● **GIVEN INSTRUCTION**: Nothing other than the lines from the one containing "the red flower" through the close of the entries below should be printed, each exactly.

Position identification records:
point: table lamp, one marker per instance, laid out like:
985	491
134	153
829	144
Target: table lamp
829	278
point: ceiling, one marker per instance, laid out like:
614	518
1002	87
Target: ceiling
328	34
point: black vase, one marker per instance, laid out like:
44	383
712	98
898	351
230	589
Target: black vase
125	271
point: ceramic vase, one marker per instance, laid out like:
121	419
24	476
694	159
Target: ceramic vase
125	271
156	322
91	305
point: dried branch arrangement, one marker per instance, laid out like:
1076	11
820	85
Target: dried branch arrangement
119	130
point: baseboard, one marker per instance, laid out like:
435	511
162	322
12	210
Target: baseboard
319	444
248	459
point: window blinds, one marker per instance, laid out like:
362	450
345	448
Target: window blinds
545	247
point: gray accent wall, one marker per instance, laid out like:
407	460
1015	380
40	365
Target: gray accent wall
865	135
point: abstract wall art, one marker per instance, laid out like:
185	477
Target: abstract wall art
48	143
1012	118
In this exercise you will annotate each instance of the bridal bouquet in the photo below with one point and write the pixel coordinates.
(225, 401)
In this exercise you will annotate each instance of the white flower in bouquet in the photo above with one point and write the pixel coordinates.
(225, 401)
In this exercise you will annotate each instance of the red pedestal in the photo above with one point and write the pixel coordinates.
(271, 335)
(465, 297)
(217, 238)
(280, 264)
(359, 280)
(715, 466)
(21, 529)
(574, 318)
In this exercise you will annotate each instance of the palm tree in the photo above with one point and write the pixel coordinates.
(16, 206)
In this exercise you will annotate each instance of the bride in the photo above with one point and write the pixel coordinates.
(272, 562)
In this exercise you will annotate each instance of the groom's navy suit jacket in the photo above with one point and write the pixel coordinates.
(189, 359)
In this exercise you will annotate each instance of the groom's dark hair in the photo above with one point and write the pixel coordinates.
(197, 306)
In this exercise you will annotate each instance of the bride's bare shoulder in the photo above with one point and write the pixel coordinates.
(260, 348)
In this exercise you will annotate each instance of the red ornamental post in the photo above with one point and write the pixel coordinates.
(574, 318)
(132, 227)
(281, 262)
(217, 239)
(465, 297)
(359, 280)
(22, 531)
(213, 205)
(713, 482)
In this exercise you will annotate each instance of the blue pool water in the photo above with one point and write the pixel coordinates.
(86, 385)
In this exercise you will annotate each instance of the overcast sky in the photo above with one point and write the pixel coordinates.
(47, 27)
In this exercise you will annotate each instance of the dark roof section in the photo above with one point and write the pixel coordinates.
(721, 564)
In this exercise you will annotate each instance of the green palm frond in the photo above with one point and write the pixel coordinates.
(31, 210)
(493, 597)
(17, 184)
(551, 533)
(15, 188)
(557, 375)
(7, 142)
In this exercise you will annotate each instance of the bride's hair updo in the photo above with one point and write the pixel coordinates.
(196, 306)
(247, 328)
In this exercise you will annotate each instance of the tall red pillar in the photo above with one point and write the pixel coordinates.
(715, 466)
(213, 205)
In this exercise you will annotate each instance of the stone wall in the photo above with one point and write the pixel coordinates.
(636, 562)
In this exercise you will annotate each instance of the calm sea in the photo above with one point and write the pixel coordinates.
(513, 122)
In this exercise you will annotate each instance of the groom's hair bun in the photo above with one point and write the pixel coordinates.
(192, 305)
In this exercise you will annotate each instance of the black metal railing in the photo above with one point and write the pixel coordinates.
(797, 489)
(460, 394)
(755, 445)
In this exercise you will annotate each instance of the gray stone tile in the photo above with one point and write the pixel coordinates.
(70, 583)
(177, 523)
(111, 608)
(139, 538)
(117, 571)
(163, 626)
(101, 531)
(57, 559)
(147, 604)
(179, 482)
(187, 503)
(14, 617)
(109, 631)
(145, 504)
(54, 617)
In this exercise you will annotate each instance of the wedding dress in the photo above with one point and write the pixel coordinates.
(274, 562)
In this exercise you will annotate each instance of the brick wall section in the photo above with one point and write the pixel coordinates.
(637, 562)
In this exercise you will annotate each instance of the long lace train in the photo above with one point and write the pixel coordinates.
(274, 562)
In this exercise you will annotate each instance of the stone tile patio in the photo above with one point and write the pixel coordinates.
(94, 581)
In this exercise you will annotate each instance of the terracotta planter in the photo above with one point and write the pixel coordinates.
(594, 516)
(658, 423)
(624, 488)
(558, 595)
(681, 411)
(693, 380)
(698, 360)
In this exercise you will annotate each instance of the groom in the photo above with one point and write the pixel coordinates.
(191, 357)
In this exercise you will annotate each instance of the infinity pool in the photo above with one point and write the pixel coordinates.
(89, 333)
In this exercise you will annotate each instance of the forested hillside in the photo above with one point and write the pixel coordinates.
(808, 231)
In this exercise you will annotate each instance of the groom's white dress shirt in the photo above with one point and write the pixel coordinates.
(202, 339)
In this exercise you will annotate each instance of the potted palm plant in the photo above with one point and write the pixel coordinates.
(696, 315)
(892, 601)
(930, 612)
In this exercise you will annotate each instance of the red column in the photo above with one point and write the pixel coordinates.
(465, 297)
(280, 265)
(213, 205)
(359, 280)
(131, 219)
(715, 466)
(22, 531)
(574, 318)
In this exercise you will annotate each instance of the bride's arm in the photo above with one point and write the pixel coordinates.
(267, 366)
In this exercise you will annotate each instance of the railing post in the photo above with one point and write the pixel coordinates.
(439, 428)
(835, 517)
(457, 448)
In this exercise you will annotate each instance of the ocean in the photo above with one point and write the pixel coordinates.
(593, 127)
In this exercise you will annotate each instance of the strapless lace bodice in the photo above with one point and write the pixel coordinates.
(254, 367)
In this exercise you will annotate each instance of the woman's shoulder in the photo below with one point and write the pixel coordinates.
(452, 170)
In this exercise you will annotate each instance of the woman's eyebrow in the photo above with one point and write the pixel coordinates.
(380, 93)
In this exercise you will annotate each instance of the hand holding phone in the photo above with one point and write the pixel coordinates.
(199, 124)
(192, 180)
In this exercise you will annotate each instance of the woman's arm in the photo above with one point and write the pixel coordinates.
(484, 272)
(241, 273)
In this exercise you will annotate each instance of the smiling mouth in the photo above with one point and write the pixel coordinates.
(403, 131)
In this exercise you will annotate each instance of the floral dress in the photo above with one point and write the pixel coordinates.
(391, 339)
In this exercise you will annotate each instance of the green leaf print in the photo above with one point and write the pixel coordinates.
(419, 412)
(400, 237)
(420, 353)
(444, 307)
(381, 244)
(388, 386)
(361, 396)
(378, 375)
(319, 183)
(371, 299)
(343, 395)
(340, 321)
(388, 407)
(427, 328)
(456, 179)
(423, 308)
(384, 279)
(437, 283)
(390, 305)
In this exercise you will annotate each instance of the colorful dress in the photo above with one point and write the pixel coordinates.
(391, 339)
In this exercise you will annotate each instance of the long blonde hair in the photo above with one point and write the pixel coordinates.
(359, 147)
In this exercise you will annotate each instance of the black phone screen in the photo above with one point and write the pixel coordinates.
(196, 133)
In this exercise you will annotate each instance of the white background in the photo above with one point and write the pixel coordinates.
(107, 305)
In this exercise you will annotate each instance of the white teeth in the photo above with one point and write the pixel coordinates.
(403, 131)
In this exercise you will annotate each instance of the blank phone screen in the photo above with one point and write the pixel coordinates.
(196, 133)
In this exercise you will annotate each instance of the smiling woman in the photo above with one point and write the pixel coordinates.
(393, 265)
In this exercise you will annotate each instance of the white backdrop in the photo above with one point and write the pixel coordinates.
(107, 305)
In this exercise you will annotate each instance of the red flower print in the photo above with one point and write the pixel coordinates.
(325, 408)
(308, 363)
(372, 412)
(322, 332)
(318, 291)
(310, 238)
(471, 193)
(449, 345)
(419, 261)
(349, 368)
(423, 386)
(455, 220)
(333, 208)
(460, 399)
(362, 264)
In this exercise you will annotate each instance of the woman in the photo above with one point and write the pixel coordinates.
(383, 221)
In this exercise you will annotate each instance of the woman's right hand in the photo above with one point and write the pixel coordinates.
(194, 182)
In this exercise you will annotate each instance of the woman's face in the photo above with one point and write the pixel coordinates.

● **FULL OUTPUT**:
In this exercise you will annotate each instance of the red flower print in the photo above with one point and write the pixel coordinates.
(325, 408)
(308, 363)
(372, 412)
(322, 332)
(318, 291)
(310, 238)
(471, 193)
(449, 345)
(419, 261)
(349, 368)
(423, 386)
(455, 220)
(333, 208)
(460, 399)
(362, 264)
In this exercise you will annotate each instance of the woman in the photo above with one point and write the pixel coordinates.
(383, 221)
In this exercise you will annotate each instance of the woman's right hand in the photo above with one point and write the pixel coordinates.
(194, 182)
In this exercise you will annotate each instance of the woman's face in the photo above with one point and write the pixel coordinates.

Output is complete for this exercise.